## Brief
In the records below, find the line holding "For every instance of the grey stone, put" and the line holding "For every instance of the bell". Set down both, with every line between them, exactly.
********
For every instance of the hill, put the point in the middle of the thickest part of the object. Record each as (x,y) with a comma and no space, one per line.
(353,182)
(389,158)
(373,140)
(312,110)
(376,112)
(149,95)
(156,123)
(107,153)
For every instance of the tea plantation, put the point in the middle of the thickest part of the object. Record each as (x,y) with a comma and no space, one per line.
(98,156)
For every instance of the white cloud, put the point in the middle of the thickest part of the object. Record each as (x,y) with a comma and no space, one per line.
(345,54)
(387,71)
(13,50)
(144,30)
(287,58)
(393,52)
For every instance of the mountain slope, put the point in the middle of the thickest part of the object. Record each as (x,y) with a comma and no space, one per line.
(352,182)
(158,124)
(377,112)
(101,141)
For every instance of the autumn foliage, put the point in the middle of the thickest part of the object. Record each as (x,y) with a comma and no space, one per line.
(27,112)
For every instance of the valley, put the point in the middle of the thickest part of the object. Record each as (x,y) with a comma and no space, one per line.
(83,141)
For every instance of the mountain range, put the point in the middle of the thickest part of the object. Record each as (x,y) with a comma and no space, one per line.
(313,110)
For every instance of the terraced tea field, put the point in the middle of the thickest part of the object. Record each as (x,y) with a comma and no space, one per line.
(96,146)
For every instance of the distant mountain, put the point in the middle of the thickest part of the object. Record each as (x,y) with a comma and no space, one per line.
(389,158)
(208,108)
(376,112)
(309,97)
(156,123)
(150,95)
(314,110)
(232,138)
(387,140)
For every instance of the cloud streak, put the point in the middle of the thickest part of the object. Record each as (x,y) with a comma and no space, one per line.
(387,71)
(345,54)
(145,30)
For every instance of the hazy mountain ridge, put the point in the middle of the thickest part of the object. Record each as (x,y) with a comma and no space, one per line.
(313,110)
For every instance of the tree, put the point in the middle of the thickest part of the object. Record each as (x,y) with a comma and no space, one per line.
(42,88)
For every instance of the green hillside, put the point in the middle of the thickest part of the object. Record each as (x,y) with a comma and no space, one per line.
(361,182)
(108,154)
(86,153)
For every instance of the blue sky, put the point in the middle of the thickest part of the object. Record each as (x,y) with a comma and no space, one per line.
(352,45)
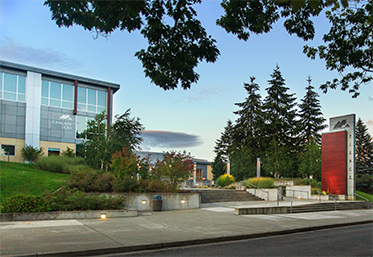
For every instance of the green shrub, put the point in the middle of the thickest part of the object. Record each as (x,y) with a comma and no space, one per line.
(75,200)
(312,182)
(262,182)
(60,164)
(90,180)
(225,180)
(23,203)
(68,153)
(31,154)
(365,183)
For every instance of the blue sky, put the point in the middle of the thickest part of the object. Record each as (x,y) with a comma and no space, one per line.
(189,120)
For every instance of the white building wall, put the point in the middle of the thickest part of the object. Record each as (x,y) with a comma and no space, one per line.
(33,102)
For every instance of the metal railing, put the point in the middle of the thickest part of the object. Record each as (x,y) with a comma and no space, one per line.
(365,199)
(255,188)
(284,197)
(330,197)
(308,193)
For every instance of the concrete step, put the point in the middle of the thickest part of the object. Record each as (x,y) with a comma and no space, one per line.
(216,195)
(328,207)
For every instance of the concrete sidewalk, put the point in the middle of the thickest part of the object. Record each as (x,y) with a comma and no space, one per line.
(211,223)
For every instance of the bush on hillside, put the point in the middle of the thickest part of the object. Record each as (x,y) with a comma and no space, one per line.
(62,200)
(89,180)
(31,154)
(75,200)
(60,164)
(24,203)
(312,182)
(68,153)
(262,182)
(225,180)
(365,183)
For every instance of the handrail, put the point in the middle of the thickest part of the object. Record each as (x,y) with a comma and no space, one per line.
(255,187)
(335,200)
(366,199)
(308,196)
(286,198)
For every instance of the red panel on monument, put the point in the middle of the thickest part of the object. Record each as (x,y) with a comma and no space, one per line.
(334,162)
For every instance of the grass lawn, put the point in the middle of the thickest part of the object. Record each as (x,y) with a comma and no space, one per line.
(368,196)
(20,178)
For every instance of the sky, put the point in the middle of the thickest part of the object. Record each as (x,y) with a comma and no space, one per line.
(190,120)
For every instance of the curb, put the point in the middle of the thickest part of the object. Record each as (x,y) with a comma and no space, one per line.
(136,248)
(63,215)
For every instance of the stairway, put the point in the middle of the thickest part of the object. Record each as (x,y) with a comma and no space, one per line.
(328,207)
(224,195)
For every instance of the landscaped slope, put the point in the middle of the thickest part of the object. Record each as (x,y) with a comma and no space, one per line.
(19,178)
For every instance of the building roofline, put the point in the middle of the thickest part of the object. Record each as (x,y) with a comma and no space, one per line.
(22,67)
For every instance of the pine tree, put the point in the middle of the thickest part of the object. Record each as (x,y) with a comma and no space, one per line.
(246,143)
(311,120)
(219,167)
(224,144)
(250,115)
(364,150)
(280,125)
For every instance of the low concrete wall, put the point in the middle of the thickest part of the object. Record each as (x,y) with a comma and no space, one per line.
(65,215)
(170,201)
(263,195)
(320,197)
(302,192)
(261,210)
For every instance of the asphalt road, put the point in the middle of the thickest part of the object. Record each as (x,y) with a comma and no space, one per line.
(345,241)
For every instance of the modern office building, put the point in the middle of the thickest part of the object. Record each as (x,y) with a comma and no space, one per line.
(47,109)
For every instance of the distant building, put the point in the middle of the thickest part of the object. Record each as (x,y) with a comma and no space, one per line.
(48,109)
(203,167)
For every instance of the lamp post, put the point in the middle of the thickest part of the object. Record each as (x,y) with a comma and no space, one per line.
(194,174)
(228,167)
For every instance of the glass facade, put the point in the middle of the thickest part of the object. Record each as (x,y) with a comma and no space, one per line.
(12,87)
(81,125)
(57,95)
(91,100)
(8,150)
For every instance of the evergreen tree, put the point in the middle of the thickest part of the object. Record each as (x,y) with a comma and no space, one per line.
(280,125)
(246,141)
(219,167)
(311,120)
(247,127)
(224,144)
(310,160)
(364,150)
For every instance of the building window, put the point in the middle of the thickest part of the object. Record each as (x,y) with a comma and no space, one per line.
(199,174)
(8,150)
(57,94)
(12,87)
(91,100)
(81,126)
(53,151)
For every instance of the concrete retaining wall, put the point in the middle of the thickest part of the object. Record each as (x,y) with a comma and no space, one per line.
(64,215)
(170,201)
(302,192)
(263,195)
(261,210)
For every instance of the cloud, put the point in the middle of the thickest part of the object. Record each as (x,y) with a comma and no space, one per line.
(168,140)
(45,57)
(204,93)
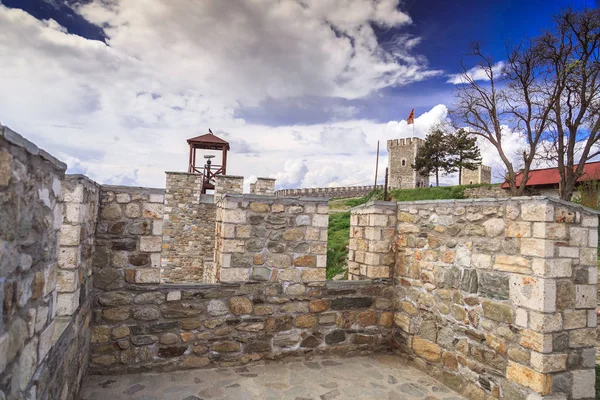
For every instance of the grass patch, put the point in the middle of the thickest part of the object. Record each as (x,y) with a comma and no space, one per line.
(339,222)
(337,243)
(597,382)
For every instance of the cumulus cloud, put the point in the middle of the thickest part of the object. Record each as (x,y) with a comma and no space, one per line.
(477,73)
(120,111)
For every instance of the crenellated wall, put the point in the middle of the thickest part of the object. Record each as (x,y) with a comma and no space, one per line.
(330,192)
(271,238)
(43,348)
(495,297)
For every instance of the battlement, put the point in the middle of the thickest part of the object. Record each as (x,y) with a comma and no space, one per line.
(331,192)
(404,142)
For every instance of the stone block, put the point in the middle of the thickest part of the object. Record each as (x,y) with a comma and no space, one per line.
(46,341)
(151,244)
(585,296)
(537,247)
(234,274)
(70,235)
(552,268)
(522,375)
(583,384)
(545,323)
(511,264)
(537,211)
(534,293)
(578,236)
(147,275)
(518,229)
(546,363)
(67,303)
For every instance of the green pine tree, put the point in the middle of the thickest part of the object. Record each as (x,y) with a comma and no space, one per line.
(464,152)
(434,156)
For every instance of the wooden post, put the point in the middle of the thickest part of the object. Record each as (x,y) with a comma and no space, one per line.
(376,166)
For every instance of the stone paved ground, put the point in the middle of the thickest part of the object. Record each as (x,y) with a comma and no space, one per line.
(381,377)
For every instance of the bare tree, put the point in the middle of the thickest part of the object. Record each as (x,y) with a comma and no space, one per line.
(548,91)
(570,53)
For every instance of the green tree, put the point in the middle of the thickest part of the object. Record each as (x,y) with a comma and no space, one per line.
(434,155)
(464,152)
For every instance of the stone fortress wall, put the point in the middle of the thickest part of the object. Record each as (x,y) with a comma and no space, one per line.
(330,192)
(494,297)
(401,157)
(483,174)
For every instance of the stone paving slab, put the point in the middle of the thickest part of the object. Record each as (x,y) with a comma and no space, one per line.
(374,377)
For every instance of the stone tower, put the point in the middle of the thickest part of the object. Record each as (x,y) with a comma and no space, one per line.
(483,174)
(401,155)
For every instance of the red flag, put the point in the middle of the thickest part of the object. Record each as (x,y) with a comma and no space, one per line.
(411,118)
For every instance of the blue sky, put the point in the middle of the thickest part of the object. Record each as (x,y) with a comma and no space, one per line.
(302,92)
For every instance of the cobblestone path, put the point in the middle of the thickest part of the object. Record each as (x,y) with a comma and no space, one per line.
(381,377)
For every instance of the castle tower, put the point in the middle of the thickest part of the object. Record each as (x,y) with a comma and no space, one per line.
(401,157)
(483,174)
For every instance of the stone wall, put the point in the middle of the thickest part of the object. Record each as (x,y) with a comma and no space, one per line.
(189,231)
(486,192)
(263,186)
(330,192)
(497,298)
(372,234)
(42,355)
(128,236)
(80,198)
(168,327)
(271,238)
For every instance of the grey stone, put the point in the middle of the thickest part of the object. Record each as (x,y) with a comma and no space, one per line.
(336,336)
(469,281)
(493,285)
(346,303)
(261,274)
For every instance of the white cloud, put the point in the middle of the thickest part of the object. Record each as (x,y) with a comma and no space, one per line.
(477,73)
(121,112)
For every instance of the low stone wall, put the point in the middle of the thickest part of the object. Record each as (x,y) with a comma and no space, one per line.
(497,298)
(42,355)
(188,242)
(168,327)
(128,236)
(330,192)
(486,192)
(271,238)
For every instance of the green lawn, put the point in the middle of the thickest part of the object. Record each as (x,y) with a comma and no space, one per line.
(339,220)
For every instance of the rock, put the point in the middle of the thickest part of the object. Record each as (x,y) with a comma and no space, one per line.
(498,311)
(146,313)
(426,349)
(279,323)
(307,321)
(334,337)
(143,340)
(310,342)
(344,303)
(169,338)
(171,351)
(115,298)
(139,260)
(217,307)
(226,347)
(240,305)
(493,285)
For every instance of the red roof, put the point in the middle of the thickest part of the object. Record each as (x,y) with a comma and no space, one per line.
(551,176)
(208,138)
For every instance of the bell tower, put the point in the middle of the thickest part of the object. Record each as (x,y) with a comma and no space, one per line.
********
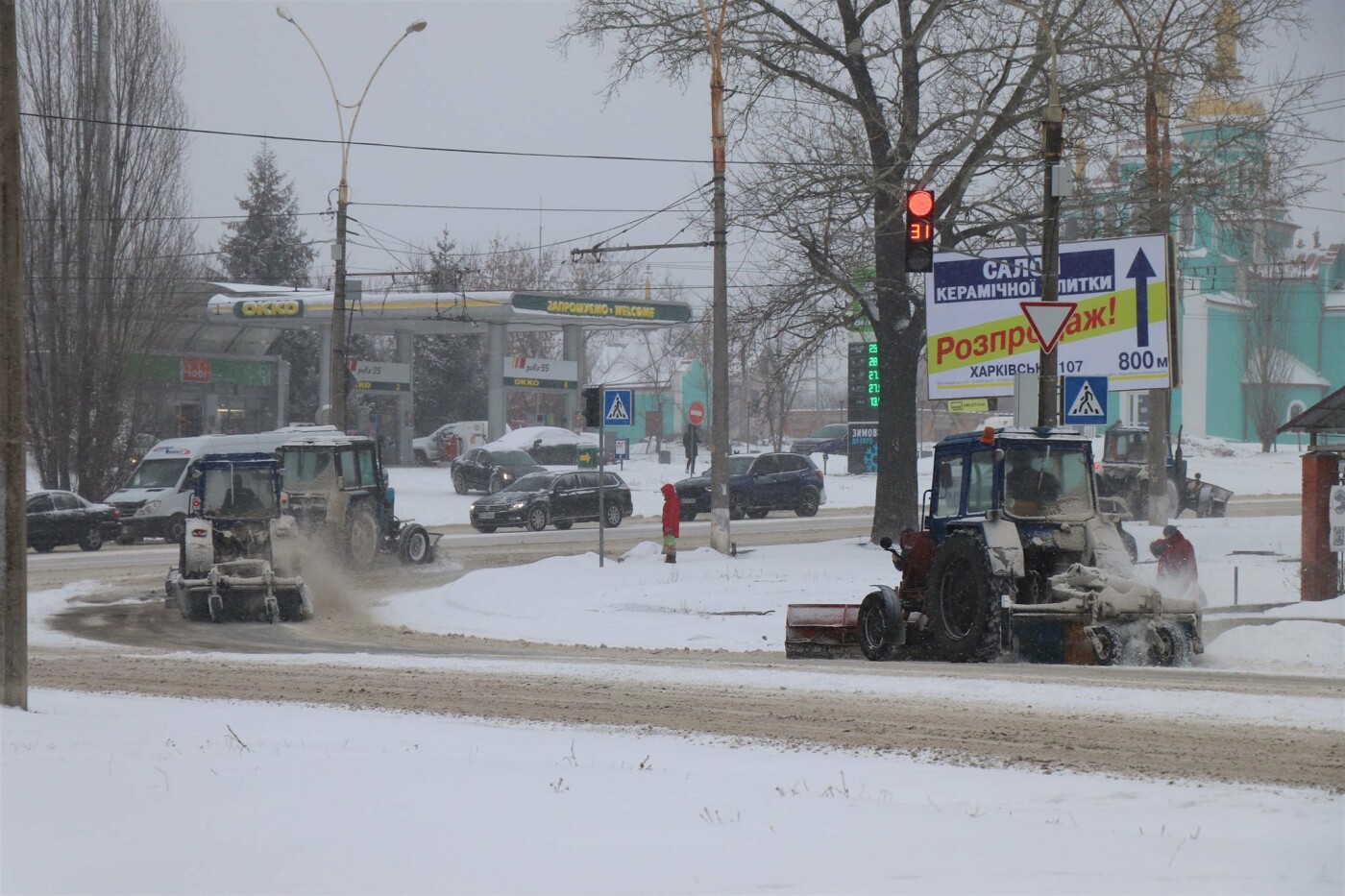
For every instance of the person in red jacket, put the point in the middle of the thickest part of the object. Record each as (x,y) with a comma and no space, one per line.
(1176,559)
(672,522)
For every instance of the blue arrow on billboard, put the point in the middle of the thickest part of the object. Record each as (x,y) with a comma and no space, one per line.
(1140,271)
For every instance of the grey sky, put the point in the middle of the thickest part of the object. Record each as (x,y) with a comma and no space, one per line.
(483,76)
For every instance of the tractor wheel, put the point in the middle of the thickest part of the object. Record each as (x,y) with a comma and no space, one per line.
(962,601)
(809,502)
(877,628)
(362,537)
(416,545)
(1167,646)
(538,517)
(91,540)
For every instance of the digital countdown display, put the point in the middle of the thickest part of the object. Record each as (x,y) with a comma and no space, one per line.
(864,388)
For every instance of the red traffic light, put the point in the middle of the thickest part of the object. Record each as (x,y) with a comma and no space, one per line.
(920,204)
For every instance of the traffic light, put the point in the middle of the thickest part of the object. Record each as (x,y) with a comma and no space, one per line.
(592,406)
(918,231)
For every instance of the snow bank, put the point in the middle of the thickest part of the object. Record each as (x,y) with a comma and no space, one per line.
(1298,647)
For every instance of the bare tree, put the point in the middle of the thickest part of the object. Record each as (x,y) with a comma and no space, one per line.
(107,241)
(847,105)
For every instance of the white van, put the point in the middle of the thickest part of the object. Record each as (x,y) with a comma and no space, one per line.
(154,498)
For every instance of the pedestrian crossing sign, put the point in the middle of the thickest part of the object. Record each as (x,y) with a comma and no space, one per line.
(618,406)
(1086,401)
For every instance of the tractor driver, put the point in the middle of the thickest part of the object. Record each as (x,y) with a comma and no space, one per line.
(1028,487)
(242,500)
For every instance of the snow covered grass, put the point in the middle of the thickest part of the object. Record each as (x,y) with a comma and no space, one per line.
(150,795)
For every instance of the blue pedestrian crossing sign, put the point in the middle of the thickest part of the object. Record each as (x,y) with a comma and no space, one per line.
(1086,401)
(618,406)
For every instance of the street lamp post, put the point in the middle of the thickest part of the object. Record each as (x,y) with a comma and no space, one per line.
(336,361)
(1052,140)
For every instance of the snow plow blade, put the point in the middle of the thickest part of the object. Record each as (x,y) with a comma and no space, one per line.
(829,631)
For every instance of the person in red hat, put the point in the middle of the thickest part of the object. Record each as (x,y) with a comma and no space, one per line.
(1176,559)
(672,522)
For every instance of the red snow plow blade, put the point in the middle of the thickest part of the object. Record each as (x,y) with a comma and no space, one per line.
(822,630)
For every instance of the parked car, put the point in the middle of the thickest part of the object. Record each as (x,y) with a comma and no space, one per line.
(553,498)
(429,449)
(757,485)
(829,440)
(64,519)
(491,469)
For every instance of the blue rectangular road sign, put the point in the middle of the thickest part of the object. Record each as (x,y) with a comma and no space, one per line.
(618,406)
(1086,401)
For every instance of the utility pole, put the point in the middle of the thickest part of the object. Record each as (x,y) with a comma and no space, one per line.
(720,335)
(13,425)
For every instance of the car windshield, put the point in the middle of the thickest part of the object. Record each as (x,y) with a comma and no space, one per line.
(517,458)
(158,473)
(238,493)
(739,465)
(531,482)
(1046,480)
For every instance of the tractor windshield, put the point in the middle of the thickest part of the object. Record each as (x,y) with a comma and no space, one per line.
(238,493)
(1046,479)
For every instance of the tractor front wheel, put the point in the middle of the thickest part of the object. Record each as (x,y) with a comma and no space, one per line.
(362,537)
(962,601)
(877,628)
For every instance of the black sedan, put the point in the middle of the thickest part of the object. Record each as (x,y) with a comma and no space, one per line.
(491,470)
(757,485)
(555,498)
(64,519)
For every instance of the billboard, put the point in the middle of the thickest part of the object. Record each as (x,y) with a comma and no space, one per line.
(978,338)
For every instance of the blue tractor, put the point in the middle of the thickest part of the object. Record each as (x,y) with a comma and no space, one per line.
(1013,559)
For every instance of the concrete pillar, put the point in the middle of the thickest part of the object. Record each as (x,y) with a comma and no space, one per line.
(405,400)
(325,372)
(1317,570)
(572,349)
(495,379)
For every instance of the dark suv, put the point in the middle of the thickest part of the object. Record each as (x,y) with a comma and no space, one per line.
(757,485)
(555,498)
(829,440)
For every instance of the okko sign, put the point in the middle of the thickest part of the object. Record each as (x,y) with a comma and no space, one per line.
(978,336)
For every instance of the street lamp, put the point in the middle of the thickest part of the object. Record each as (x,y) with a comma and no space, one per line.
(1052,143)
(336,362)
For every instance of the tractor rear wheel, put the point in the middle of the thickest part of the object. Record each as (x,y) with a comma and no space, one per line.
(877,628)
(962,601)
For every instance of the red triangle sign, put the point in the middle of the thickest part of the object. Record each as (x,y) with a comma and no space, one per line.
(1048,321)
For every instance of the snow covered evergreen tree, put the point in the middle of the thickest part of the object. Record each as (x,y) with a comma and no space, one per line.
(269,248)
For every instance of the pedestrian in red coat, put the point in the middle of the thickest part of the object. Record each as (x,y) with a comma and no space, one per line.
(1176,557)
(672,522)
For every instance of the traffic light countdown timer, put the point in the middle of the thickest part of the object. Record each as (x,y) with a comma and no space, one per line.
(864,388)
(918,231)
********
## Answer section
For every instance of the grey stone, put the point in the middle of the thickest part of the object. Record each as (x,y) with a comma and no space, one per line.
(336,336)
(469,281)
(493,285)
(346,303)
(261,274)
For every instance of the white cloud, put the point in the middle of the thickest part of the object. Record each as (x,y) with a comma and no space, one per line.
(477,73)
(121,112)
For every instance of the low stone wall, put the point in the middle of the thickest part of the object. Record each as (x,y) with a comma and no space, one per line.
(497,298)
(42,355)
(188,242)
(168,327)
(128,236)
(330,192)
(486,192)
(271,238)
For every instance of the green lawn, put the point in the middle of the thickest part of the object. Record each as (x,y) with a comma and no space, one per line.
(339,220)
For every instance of the rock, put the point in the middle of the thickest part of the object. Record each as (x,y) with a comma and no space, one per line.
(498,311)
(146,313)
(426,349)
(279,323)
(307,321)
(334,337)
(143,340)
(310,342)
(344,303)
(169,338)
(171,351)
(115,298)
(139,260)
(217,307)
(226,347)
(240,305)
(493,285)
For every instance of the red roof, put the point in the middle of the thickest part of the object. Record each as (x,y) with a comma and no space, one per line.
(551,176)
(208,138)
For every instance of the bell tower, put the point in the middle of the thickest part of the object. Record each as (x,y) with a comma and no space, one per line.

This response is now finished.